▶ Work to do:
Collect every line in the rows below that contains the word "noun" and copy each one out in full.

Entries from a dataset:
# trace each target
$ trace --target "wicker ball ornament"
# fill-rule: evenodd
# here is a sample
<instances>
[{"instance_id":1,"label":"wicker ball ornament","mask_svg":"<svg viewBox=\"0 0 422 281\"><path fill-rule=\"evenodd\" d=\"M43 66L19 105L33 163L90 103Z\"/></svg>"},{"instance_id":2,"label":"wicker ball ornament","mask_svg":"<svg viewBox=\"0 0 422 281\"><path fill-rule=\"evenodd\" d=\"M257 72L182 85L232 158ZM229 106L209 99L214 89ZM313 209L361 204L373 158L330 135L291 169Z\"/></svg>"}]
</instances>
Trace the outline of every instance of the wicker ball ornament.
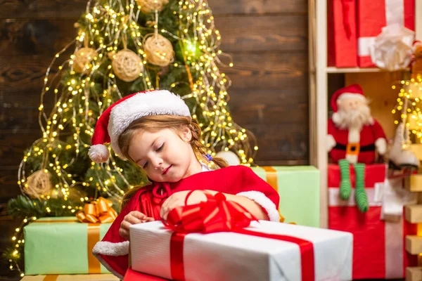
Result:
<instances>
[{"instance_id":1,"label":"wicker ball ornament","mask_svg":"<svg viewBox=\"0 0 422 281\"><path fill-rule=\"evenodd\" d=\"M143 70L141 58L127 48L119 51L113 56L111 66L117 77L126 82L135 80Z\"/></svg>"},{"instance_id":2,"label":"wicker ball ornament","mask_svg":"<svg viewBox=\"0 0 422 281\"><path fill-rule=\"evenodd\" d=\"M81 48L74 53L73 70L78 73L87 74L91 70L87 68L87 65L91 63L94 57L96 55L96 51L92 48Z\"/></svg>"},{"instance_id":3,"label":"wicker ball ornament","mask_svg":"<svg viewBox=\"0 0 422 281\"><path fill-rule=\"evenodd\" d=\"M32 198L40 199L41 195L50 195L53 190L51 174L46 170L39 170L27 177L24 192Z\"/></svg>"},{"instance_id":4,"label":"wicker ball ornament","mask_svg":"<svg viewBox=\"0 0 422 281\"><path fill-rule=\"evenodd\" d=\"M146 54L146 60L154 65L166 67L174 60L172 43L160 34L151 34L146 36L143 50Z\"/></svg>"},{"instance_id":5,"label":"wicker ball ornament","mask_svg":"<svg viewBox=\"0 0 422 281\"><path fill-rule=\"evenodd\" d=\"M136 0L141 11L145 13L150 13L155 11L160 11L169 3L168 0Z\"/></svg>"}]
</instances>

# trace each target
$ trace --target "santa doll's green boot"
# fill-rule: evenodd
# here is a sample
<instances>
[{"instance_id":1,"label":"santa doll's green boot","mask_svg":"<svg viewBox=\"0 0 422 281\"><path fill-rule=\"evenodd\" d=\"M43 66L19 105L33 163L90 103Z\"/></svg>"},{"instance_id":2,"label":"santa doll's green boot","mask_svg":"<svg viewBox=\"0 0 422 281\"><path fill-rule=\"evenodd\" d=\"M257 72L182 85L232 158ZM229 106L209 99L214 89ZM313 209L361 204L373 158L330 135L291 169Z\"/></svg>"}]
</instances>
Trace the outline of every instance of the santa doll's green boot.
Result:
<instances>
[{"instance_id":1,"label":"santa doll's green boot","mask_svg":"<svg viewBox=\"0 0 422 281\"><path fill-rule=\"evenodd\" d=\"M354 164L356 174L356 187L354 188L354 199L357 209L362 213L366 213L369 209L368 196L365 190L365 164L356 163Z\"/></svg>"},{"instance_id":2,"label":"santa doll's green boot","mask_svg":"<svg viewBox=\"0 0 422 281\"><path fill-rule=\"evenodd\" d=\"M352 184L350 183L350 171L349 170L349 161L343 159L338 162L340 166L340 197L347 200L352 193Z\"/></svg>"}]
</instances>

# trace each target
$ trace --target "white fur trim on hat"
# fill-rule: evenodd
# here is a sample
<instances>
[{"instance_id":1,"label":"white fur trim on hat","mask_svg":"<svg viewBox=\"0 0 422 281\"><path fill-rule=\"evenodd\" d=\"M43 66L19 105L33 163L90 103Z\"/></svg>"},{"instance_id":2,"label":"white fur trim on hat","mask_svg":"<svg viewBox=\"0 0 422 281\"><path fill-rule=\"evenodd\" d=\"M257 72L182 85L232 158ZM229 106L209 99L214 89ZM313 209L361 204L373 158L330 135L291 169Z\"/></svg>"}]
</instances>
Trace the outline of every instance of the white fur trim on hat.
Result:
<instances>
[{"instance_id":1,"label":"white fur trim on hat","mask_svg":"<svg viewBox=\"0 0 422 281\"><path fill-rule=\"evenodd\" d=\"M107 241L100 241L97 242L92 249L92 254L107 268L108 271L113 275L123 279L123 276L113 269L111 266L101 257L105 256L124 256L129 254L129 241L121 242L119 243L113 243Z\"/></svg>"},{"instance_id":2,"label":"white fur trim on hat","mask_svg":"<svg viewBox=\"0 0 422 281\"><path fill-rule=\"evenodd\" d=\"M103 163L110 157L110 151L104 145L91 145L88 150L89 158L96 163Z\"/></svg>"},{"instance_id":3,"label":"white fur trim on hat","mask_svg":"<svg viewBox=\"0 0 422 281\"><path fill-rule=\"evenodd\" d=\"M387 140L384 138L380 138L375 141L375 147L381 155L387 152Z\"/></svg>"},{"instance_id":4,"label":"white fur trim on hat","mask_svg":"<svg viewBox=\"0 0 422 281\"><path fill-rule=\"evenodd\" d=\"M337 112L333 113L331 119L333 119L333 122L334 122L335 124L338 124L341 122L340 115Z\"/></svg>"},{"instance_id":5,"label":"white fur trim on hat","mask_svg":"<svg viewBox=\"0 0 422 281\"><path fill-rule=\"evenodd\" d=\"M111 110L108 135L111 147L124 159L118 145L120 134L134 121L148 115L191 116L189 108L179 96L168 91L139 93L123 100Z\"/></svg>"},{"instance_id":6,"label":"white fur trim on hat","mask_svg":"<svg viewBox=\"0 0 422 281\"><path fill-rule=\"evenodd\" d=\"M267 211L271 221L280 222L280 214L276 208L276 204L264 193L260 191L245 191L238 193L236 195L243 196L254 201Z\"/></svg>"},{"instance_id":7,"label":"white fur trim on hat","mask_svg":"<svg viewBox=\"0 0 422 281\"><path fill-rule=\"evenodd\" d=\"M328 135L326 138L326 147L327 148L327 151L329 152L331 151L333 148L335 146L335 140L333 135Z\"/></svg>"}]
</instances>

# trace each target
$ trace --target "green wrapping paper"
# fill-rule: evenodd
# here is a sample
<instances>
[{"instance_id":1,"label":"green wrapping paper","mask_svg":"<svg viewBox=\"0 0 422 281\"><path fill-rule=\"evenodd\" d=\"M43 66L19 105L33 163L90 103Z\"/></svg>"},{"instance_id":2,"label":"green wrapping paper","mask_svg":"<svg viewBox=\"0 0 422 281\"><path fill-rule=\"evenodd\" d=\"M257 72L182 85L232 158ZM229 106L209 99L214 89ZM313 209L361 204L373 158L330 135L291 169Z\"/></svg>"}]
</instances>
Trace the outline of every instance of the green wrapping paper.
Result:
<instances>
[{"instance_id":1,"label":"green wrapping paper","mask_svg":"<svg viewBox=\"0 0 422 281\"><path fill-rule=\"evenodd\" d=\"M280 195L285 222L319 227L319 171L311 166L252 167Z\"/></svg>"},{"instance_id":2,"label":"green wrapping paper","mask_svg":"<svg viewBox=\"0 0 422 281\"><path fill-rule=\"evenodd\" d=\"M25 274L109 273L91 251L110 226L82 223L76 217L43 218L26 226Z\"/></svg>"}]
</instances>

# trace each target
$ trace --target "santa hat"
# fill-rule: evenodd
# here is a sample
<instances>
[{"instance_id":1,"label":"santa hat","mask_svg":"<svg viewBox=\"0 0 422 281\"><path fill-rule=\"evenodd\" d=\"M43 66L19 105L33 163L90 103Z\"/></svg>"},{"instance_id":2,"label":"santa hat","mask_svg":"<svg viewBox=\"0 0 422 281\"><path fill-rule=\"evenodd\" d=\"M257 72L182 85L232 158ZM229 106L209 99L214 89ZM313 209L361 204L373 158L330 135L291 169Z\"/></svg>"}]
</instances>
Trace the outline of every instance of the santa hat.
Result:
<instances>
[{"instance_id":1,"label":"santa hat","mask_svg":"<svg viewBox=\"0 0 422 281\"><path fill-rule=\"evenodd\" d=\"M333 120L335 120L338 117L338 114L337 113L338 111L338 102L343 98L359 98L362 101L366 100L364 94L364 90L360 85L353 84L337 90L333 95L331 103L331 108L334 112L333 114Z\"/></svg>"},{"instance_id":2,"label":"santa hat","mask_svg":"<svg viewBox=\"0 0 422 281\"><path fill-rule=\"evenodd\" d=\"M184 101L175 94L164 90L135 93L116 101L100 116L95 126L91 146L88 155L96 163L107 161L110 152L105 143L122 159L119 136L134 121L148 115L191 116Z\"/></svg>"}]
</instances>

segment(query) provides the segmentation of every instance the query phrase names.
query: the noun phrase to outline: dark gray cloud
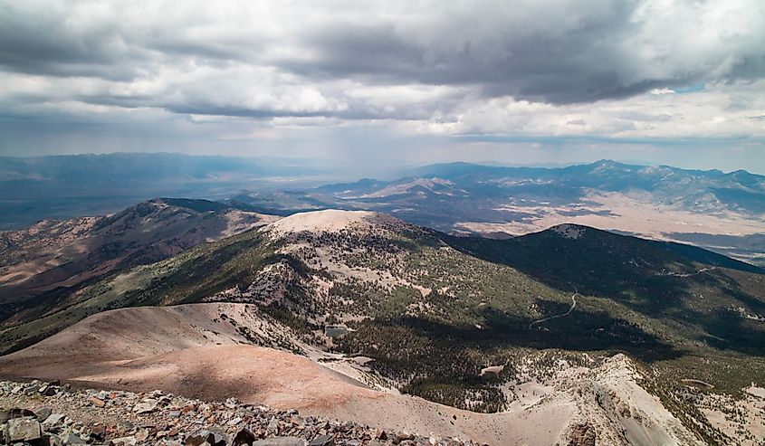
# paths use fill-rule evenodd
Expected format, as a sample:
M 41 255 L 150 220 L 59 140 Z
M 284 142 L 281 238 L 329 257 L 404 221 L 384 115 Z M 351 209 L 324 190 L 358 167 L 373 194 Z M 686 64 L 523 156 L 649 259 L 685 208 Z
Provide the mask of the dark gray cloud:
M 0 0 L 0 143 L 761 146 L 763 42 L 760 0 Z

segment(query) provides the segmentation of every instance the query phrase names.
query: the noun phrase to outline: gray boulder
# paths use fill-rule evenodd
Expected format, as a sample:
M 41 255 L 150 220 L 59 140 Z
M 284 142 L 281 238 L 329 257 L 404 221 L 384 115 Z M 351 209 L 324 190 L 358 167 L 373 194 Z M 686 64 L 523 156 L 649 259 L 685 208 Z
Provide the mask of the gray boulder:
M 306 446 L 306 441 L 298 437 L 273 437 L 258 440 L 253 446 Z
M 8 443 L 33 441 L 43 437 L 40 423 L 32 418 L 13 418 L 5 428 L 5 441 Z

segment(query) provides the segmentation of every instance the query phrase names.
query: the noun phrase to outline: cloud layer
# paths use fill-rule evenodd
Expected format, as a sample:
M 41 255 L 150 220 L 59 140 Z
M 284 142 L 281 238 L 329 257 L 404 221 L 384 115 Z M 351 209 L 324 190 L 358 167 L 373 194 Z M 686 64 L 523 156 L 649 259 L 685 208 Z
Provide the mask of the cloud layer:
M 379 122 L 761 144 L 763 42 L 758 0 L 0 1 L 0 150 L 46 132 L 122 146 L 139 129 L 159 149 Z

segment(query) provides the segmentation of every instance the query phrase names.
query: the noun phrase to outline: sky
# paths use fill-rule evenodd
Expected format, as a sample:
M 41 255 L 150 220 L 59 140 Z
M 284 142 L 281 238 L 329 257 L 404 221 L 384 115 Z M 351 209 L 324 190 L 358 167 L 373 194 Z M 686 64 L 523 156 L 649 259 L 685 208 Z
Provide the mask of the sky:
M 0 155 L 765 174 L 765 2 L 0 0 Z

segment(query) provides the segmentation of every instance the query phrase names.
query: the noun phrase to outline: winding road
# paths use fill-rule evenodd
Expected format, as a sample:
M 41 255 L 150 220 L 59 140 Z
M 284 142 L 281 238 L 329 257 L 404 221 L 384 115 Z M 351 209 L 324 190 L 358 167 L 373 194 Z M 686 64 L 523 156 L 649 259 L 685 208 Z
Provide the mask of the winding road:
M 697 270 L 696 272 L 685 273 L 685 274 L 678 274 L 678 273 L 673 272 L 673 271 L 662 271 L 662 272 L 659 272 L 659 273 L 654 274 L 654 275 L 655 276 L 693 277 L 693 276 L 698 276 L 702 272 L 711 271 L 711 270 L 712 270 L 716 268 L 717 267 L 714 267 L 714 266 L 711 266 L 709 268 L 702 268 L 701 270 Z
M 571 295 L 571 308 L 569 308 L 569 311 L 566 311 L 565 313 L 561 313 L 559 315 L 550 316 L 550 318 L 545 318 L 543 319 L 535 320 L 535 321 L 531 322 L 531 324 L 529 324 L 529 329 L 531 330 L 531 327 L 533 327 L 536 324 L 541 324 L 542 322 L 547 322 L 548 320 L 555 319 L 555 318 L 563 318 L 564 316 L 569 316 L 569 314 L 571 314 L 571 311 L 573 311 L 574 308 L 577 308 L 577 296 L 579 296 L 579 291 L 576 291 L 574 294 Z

▶ Correct output:
query: the noun phrase to outline: dark gray cloud
query: the noun phrase to outline: gray boulder
query: the noun phrase to outline: cloud layer
query: the noun phrase to outline: sky
query: the noun phrase to outline: winding road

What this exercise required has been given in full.